>> START

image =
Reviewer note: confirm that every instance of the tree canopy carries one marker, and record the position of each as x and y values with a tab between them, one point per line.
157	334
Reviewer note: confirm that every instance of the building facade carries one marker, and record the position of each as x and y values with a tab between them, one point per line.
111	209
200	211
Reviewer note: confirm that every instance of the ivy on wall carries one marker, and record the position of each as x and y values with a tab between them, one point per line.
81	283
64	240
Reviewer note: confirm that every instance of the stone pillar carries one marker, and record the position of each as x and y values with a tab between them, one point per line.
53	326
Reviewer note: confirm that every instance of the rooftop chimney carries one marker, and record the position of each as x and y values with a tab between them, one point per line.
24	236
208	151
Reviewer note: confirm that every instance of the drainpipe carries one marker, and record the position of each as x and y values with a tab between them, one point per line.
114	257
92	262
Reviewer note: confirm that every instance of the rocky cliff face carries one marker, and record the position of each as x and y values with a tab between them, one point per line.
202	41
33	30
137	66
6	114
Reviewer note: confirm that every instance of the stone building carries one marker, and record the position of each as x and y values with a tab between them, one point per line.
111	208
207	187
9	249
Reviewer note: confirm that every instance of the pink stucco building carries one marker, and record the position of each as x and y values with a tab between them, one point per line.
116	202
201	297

>> END

Reproduce all of the items above word for word, with no changes.

image =
Reviewer note: confirm that every instance of the tree canopy carries one marker, and record the position of each as x and y values with a tab between them, one point per line.
157	334
Reviewer note: confirm that every instance of the building facade carries one marker, and record the position of each as x and y values with a tab between them, one point per line.
111	209
200	211
Reviewer note: confirm that every instance of the ivy on wall carries one marker, and record the position of each as x and y values with a tab between them, one point per line.
81	283
64	240
Reviewer note: confirm that every instance of the stone pillar carries one marker, and record the position of each as x and y values with a tab between them, one point per line.
53	326
Reviewer note: confirm that every instance of the rooftop chimney carries one marker, and record the position of each as x and y values with a tab between them, one point per line.
24	236
208	151
Reviewer note: confirm that every instance of the drainpipe carries one marker, and record the position of each as x and y values with a tab between them, one point per line.
114	257
92	262
Reviewer note: confirm that every instance of the rocky cliff face carries one marker, and record the position of each as x and y values with a tab between them, one point per line.
202	41
33	30
137	66
6	114
Reviewer note: confirm that every instance of the stone building carries one marker, and record the position of each as x and y values with a tab between them, one point per line.
111	208
207	187
9	249
Reviewer note: confirm that every instance of the pink stucco building carries one marker, and record the position of each as x and y values with a tab between them, one point per line.
116	202
201	297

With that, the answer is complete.